- _Given passage_:
Post-Webinar Plática

Q&A with Julia Vergara, Co-Executive Director, The Puente Project

* Plática = talk, or chat

CLP hosted a series of webinars to support student services faculty, staff, and administrators at community colleges across California as they re-orient to providing services completely online during the Covid-19 pandemic. Find information about the Moving Student Supports Online webinar series (and additional materials) here.

Julia Vergara, the Co-executive Director of The Puente Project, addressed how she and her team have continued to focus on equity and sustaining professional development during the Covid-19 crisis in her presentation. She also discussed how The Puente Project is monitoring the psychological and emotional well-being of its students while continuing to focus on academic excellence. We followed up with her to ask a few additional questions about how The Puente Project has adapted to the pandemic.

CLP: How is Puente working between all their programs—elementary, high school, California Community Colleges, Texas Community Colleges and the state of Washington Community and Technical Colleges—in regards to how they are responding and working under the pandemic challenges and pressures?

Vergara: Decisions in education can at times be slow, usually because there are so many people examining things from different angles. Finding common ground in education is important but can, at times, contribute to a slow response.

However, these are unprecedented times for education–faculty, staff and administrators have rightly and successfully spent the first few weeks of the closure focused on responding to immediate needs, such as technology and equipment access issues and food insecurities.

We have memorandums of understanding (MOUs) with high schools, middle schools, and community colleges in Texas and California. In Texas, things are a little bit different at the community college level because there are some structural differences in terms of how the colleges are organized and in the way they operate. California and Washington community colleges are more similar. In California, the MOUs state that we provide teacher and counselor support through professional development. There are a lot of different methods to provide support services. Puente is committed to hosting a leadership conference and to providing professional development so that leaders can go back to their campuses and lead. Often, participants come from the associated student bodies. We also have a writers conference. About 5,000 of our students are directly impacted by having to change these activities to be online. And our indirect impact is close to 40,000 students.

- _Source data_:
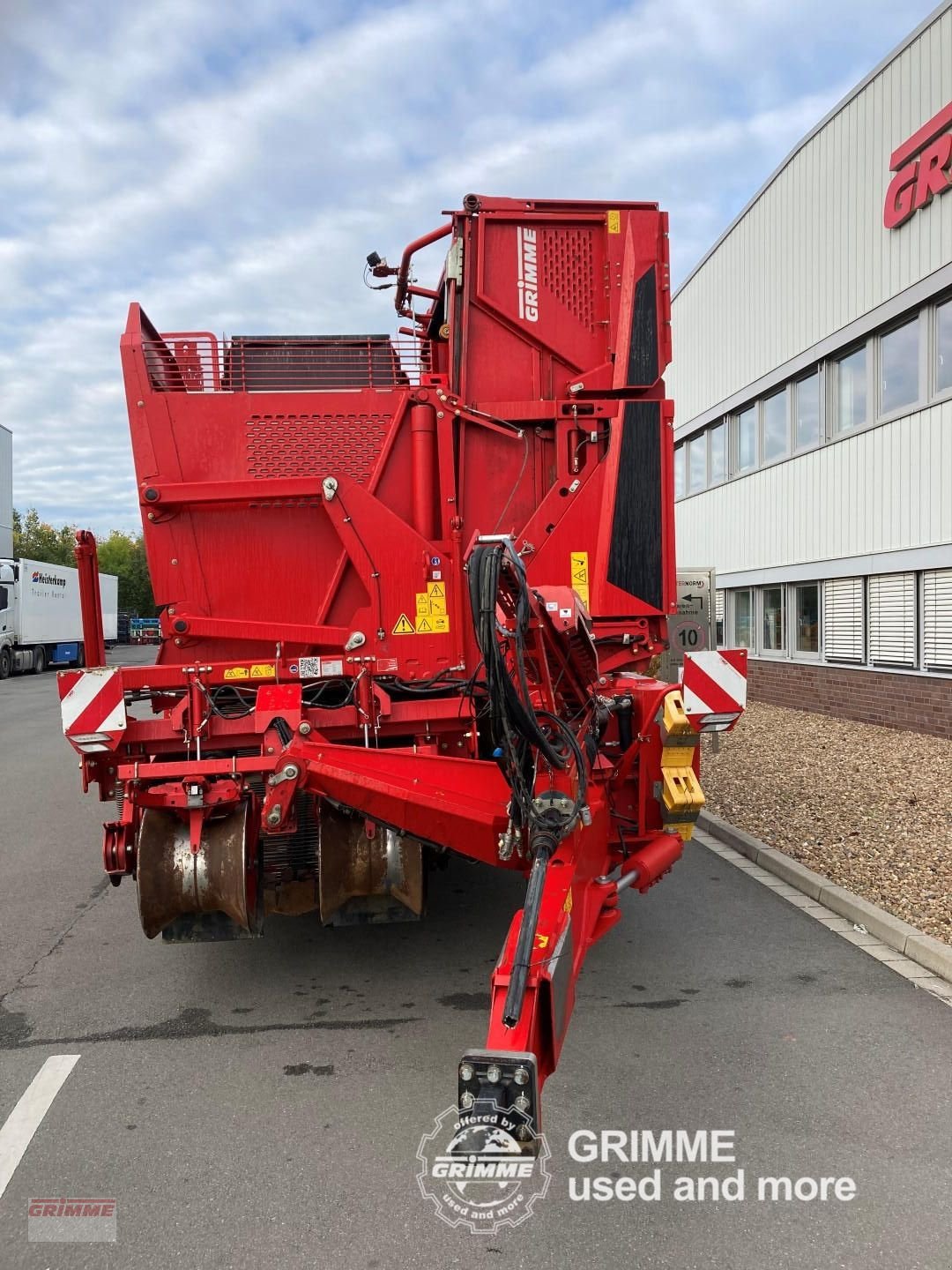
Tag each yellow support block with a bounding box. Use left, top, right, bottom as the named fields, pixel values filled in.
left=661, top=691, right=697, bottom=745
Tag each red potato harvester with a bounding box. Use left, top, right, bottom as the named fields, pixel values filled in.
left=60, top=194, right=747, bottom=1137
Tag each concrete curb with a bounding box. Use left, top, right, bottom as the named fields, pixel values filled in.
left=698, top=811, right=952, bottom=983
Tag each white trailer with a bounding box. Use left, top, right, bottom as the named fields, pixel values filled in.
left=0, top=559, right=119, bottom=679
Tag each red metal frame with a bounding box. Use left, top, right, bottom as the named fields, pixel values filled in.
left=61, top=196, right=746, bottom=1132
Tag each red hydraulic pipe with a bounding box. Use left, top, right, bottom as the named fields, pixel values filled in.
left=618, top=833, right=684, bottom=895
left=393, top=222, right=453, bottom=318
left=74, top=529, right=106, bottom=666
left=410, top=401, right=438, bottom=542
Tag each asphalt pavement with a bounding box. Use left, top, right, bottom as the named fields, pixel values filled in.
left=0, top=650, right=952, bottom=1270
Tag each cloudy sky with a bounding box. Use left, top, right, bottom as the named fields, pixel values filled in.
left=0, top=0, right=933, bottom=531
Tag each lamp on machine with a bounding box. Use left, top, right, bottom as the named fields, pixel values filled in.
left=367, top=251, right=400, bottom=291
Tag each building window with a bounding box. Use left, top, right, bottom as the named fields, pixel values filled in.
left=869, top=572, right=915, bottom=667
left=923, top=569, right=952, bottom=670
left=935, top=300, right=952, bottom=392
left=822, top=578, right=866, bottom=663
left=837, top=344, right=866, bottom=432
left=764, top=389, right=790, bottom=464
left=880, top=318, right=919, bottom=414
left=710, top=423, right=727, bottom=485
left=761, top=586, right=785, bottom=653
left=733, top=589, right=754, bottom=647
left=688, top=432, right=707, bottom=494
left=733, top=405, right=756, bottom=473
left=793, top=582, right=820, bottom=656
left=796, top=372, right=820, bottom=450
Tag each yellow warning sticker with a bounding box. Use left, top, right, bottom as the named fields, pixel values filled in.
left=570, top=551, right=589, bottom=609
left=415, top=582, right=450, bottom=624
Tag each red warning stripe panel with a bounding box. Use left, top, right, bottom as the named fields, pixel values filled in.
left=58, top=667, right=126, bottom=738
left=681, top=647, right=747, bottom=718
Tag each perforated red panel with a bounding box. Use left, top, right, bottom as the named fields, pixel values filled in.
left=246, top=414, right=392, bottom=485
left=540, top=228, right=595, bottom=330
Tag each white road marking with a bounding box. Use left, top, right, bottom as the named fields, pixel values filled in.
left=0, top=1054, right=80, bottom=1199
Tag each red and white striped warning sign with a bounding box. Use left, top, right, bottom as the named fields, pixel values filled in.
left=57, top=667, right=126, bottom=754
left=681, top=647, right=747, bottom=731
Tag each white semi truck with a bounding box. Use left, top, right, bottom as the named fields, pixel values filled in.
left=0, top=559, right=119, bottom=679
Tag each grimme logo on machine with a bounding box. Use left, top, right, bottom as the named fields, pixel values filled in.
left=416, top=1103, right=552, bottom=1235
left=516, top=225, right=539, bottom=321
left=882, top=101, right=952, bottom=230
left=32, top=569, right=66, bottom=586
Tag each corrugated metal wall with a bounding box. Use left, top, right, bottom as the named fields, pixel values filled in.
left=667, top=9, right=952, bottom=424
left=678, top=399, right=952, bottom=574
left=0, top=428, right=12, bottom=557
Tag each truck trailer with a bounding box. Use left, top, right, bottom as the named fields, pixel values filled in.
left=60, top=194, right=747, bottom=1132
left=0, top=559, right=119, bottom=679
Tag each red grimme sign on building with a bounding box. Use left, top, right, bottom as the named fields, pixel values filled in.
left=882, top=101, right=952, bottom=230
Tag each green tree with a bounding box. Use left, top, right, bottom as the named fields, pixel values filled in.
left=12, top=507, right=75, bottom=565
left=12, top=507, right=155, bottom=617
left=98, top=529, right=155, bottom=617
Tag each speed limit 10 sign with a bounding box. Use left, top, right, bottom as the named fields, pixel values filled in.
left=661, top=569, right=715, bottom=678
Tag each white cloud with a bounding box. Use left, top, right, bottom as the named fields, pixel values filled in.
left=0, top=0, right=928, bottom=529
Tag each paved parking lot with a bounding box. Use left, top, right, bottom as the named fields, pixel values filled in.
left=0, top=653, right=952, bottom=1270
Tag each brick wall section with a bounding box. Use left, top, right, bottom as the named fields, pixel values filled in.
left=747, top=658, right=952, bottom=736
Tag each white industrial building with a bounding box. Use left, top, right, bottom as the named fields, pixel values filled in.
left=667, top=3, right=952, bottom=736
left=0, top=423, right=12, bottom=557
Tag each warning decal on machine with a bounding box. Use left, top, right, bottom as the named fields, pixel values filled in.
left=415, top=582, right=450, bottom=635
left=570, top=551, right=589, bottom=609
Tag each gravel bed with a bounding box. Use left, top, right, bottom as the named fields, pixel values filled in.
left=701, top=701, right=952, bottom=944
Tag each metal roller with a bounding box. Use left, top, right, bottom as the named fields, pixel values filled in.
left=136, top=802, right=260, bottom=940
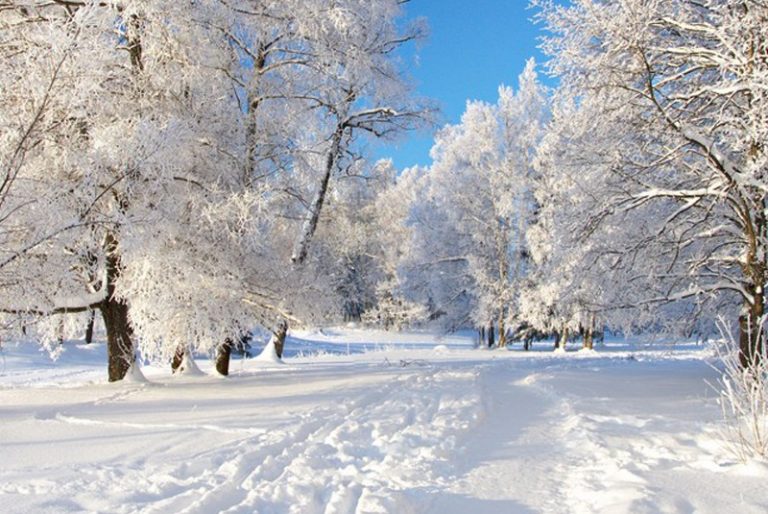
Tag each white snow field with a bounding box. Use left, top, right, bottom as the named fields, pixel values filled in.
left=0, top=328, right=768, bottom=514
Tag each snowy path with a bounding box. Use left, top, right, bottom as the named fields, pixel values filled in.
left=0, top=334, right=768, bottom=514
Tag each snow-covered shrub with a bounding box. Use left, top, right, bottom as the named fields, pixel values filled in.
left=715, top=323, right=768, bottom=462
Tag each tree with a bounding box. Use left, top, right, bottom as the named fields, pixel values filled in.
left=534, top=0, right=768, bottom=364
left=392, top=60, right=547, bottom=346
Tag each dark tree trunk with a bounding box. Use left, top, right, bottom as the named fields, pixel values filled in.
left=499, top=309, right=507, bottom=348
left=85, top=310, right=96, bottom=344
left=101, top=297, right=136, bottom=382
left=291, top=125, right=346, bottom=264
left=171, top=344, right=186, bottom=373
left=739, top=293, right=765, bottom=369
left=739, top=195, right=768, bottom=369
left=99, top=234, right=136, bottom=382
left=216, top=338, right=232, bottom=376
left=274, top=320, right=288, bottom=359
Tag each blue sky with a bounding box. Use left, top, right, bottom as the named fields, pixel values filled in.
left=376, top=0, right=544, bottom=169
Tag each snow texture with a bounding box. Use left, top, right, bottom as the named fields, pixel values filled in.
left=0, top=329, right=768, bottom=514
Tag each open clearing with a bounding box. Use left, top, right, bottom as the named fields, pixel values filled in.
left=0, top=329, right=768, bottom=514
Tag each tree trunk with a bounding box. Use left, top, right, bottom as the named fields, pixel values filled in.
left=739, top=288, right=765, bottom=369
left=99, top=233, right=136, bottom=382
left=584, top=314, right=595, bottom=350
left=85, top=310, right=96, bottom=344
left=499, top=309, right=507, bottom=348
left=216, top=338, right=232, bottom=377
left=101, top=296, right=136, bottom=382
left=274, top=320, right=288, bottom=359
left=291, top=124, right=345, bottom=264
left=171, top=344, right=186, bottom=373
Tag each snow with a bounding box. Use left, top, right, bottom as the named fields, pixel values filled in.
left=0, top=328, right=768, bottom=514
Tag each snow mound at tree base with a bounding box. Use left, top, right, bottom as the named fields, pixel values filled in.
left=253, top=337, right=284, bottom=364
left=174, top=350, right=205, bottom=377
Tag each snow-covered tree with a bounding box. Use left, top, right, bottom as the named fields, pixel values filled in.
left=534, top=0, right=768, bottom=361
left=400, top=60, right=547, bottom=346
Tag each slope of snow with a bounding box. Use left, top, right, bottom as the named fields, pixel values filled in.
left=0, top=329, right=768, bottom=514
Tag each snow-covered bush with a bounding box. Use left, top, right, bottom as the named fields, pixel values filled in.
left=715, top=324, right=768, bottom=462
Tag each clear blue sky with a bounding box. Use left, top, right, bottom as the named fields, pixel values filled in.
left=375, top=0, right=544, bottom=169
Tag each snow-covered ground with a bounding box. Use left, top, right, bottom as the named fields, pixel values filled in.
left=0, top=329, right=768, bottom=514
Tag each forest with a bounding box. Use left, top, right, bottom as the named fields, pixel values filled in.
left=0, top=0, right=768, bottom=513
left=0, top=0, right=768, bottom=380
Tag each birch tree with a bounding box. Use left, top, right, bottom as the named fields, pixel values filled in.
left=534, top=0, right=768, bottom=364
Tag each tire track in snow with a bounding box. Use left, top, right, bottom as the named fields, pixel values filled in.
left=168, top=368, right=480, bottom=514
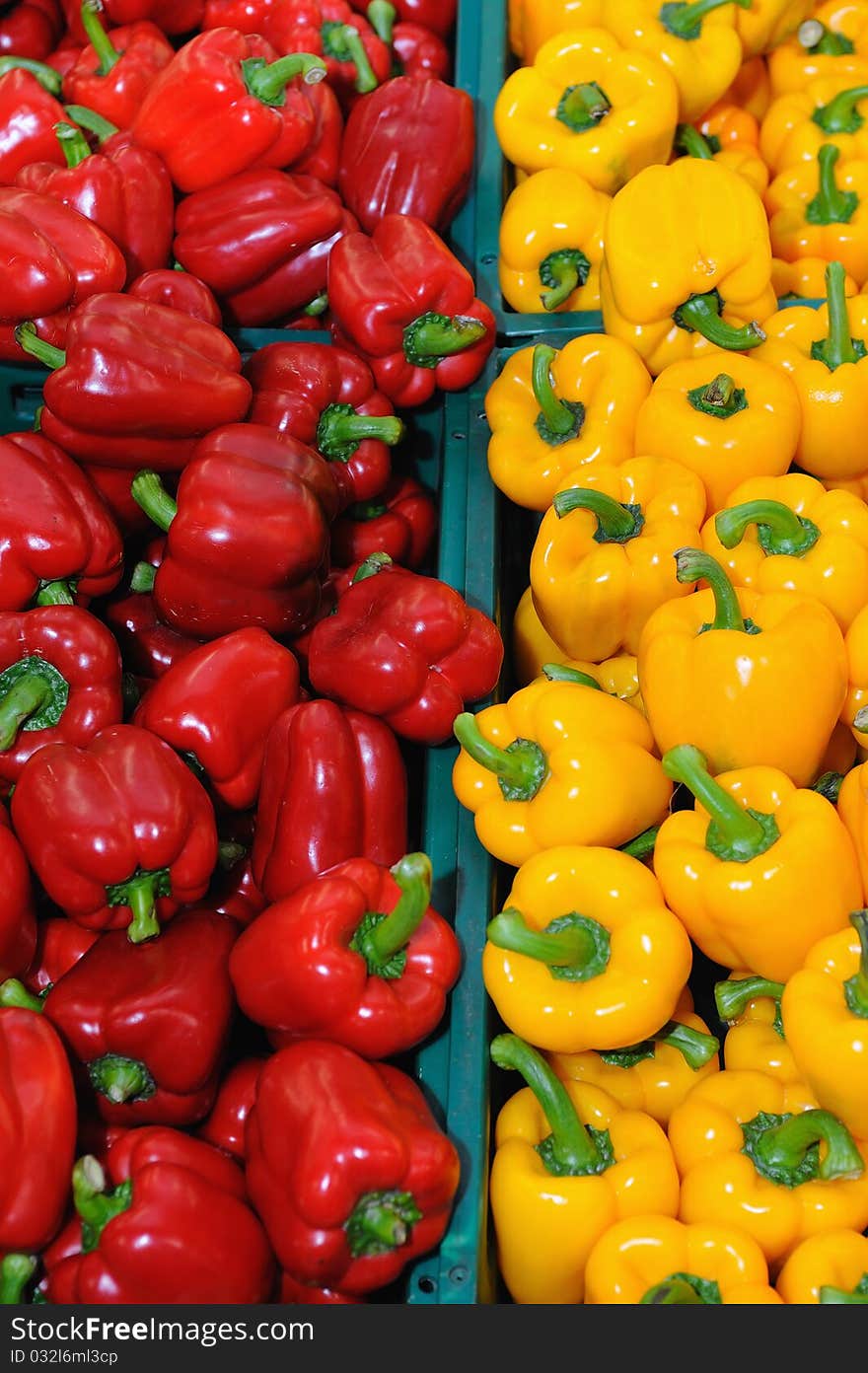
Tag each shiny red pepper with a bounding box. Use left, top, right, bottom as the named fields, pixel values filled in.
left=248, top=1040, right=459, bottom=1296
left=245, top=343, right=403, bottom=505
left=13, top=725, right=217, bottom=943
left=230, top=854, right=460, bottom=1058
left=42, top=1125, right=274, bottom=1306
left=133, top=628, right=298, bottom=810
left=252, top=700, right=406, bottom=901
left=308, top=553, right=503, bottom=744
left=0, top=606, right=123, bottom=782
left=133, top=424, right=338, bottom=638
left=328, top=214, right=494, bottom=406
left=132, top=28, right=326, bottom=190
left=0, top=434, right=123, bottom=610
left=338, top=77, right=475, bottom=230
left=173, top=169, right=358, bottom=326
left=18, top=292, right=252, bottom=470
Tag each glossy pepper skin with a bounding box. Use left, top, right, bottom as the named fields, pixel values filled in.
left=585, top=1215, right=783, bottom=1306
left=489, top=1034, right=679, bottom=1306
left=497, top=168, right=610, bottom=315
left=452, top=679, right=672, bottom=868
left=485, top=337, right=651, bottom=511
left=328, top=214, right=494, bottom=407
left=600, top=158, right=776, bottom=376
left=638, top=547, right=847, bottom=787
left=133, top=424, right=338, bottom=638
left=230, top=854, right=460, bottom=1058
left=482, top=847, right=690, bottom=1053
left=13, top=725, right=217, bottom=943
left=669, top=1071, right=868, bottom=1265
left=308, top=553, right=503, bottom=744
left=248, top=1040, right=459, bottom=1296
left=0, top=434, right=123, bottom=610
left=17, top=293, right=250, bottom=470
left=338, top=77, right=475, bottom=234
left=252, top=700, right=406, bottom=903
left=44, top=1125, right=274, bottom=1304
left=494, top=28, right=679, bottom=195
left=654, top=744, right=860, bottom=981
left=530, top=458, right=706, bottom=662
left=0, top=606, right=123, bottom=782
left=132, top=28, right=326, bottom=192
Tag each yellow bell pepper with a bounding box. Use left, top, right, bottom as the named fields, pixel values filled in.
left=489, top=1034, right=679, bottom=1306
left=530, top=458, right=706, bottom=662
left=702, top=472, right=868, bottom=634
left=494, top=29, right=679, bottom=195
left=485, top=333, right=651, bottom=511
left=776, top=1230, right=868, bottom=1306
left=759, top=262, right=868, bottom=482
left=669, top=1069, right=868, bottom=1265
left=654, top=744, right=861, bottom=981
left=600, top=158, right=776, bottom=375
left=638, top=547, right=847, bottom=785
left=585, top=1215, right=781, bottom=1306
left=452, top=679, right=672, bottom=868
left=482, top=845, right=692, bottom=1053
left=767, top=0, right=868, bottom=98
left=636, top=351, right=801, bottom=514
left=781, top=910, right=868, bottom=1139
left=497, top=168, right=610, bottom=315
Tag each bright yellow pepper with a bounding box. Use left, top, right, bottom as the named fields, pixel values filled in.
left=669, top=1069, right=868, bottom=1265
left=702, top=472, right=868, bottom=634
left=497, top=168, right=610, bottom=315
left=530, top=458, right=706, bottom=662
left=452, top=679, right=672, bottom=868
left=494, top=29, right=679, bottom=195
left=776, top=1230, right=868, bottom=1306
left=485, top=333, right=651, bottom=511
left=489, top=1034, right=679, bottom=1306
left=759, top=262, right=868, bottom=482
left=482, top=845, right=692, bottom=1053
left=636, top=350, right=801, bottom=514
left=585, top=1215, right=781, bottom=1306
left=654, top=744, right=861, bottom=981
left=600, top=158, right=776, bottom=375
left=638, top=547, right=847, bottom=787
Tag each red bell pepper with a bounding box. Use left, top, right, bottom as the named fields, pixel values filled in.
left=331, top=476, right=437, bottom=568
left=328, top=215, right=494, bottom=406
left=18, top=295, right=252, bottom=470
left=252, top=700, right=406, bottom=901
left=133, top=627, right=298, bottom=810
left=338, top=77, right=475, bottom=230
left=133, top=424, right=338, bottom=638
left=230, top=854, right=460, bottom=1058
left=63, top=0, right=175, bottom=129
left=132, top=29, right=326, bottom=190
left=248, top=1040, right=459, bottom=1296
left=13, top=725, right=217, bottom=943
left=15, top=108, right=175, bottom=285
left=0, top=434, right=123, bottom=610
left=308, top=553, right=503, bottom=744
left=173, top=169, right=358, bottom=325
left=0, top=606, right=123, bottom=782
left=196, top=1058, right=265, bottom=1163
left=0, top=186, right=126, bottom=361
left=0, top=1006, right=76, bottom=1268
left=245, top=343, right=403, bottom=505
left=42, top=1125, right=274, bottom=1306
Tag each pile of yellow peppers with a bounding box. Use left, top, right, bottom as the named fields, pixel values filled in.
left=453, top=0, right=868, bottom=1304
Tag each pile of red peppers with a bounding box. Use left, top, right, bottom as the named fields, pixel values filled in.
left=0, top=0, right=503, bottom=1304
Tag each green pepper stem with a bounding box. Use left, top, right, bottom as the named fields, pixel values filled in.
left=490, top=1034, right=602, bottom=1176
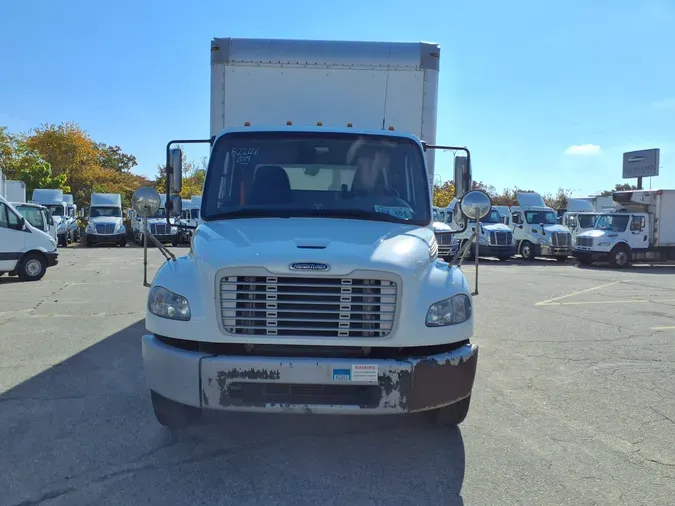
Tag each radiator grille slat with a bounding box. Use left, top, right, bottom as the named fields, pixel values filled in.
left=220, top=276, right=398, bottom=337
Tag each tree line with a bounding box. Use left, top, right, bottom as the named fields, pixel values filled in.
left=0, top=122, right=635, bottom=209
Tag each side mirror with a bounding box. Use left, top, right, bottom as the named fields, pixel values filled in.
left=166, top=195, right=183, bottom=218
left=454, top=156, right=472, bottom=199
left=166, top=148, right=183, bottom=195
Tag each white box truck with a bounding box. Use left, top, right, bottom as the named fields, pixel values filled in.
left=84, top=193, right=127, bottom=248
left=511, top=192, right=572, bottom=262
left=31, top=188, right=73, bottom=248
left=138, top=38, right=490, bottom=427
left=573, top=190, right=675, bottom=268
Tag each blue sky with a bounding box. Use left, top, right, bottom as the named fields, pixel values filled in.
left=0, top=0, right=675, bottom=196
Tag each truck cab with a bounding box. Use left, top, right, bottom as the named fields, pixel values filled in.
left=511, top=192, right=572, bottom=262
left=31, top=188, right=73, bottom=248
left=84, top=193, right=127, bottom=248
left=139, top=38, right=490, bottom=428
left=0, top=196, right=58, bottom=281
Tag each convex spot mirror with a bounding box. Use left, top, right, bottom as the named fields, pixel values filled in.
left=131, top=186, right=161, bottom=218
left=459, top=190, right=492, bottom=220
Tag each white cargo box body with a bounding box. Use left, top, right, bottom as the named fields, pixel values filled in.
left=91, top=193, right=122, bottom=209
left=211, top=38, right=440, bottom=186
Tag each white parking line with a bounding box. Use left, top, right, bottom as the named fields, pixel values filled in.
left=535, top=281, right=621, bottom=306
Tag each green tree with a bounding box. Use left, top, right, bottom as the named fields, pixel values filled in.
left=600, top=183, right=637, bottom=197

- _Exercise requirements_:
1 > According to the Puente Project interview, about how many students are directly affected by having to move these activities online?
2 > Pick up the Puente Project interview after its final sentence and continue it.
You won't need the entries for this.

- _Responses_:
1 > About 5,000 students.

2 >
Our response has to be more immediate during this time.  Puente is continuing to honor its responsibilities as an equity-centered partner with faculty and students and is focused on these areas:

    • Check-in with Puente students and Puente teams about ensuring program’s stability in the coming academic year; and
    • Provide strategies for distance learning
    • Share with our partners and teams our vision for expanding professional development for all community college faculty and a staff

For example, we hosted the Puente hour, a recurring online event where we have had various topics and workshops that provide professional development and support. We continue to do weekly check-ins online with our community college staff.

CLP: In terms of professional development of staff and faculty at the community colleges, how have you had to adjust the training to meet the needs of the faculty and staff participants during the COVID-19 crisis?

Vergara: Initially, we did a lot of listening. We know that faculty were experiencing a lot of anxiety about revamping their classes for online delivery, and they had a lot of emotions to deal with in not seeing their students. The idea of not seeing students was something that people needed to talk about, so we also looked at the emotional and psychological side of COVID. We also started to build online resources to build capacity, and discuss how to revamp and retool and then help faculty re-envision their classrooms online.

Puente has provided resources and training and is always sharing online resources. My own staff is constantly going to webinars to learn about how to support students. We have moved all professional development to online for summer for Texas, Washington, and California. We are providing the same things as we would in person, but we have had to make modifications. As an example, a session might have been eight hours with breaks in person; now that kind of session would be online for three hours. Now with online delivery, we are using pre-work that is happening regionally and then with our teams, which is what’s happening with the Pre-Puente Summer Institute. We are still learning what content translates well online. There’s a big learning curve for all of us taking place right now.

CLP: What resources have you found to be helpful in keeping Puente students engaged and on the path of persistence and success during this challenging time?

Vergara: We have been encouraging Zoom meetings because being able to see each other is important for our students, and we have encouraged all faculty to keep office hours and to extend them to give students more opportunities to connect. We have had to think about technology and are purchasing hotspots and computers for some of the students who are at home and are sharing computers with siblings. Sometimes they don’t get to use a computer until after a sibling can use it. This is a bigger problem for our middle and high school students. Our community college students tend to be more technologically equipped.


The webinar series was produced by the Career Ladders Project with funding from the California Community College Chancellor’s Office.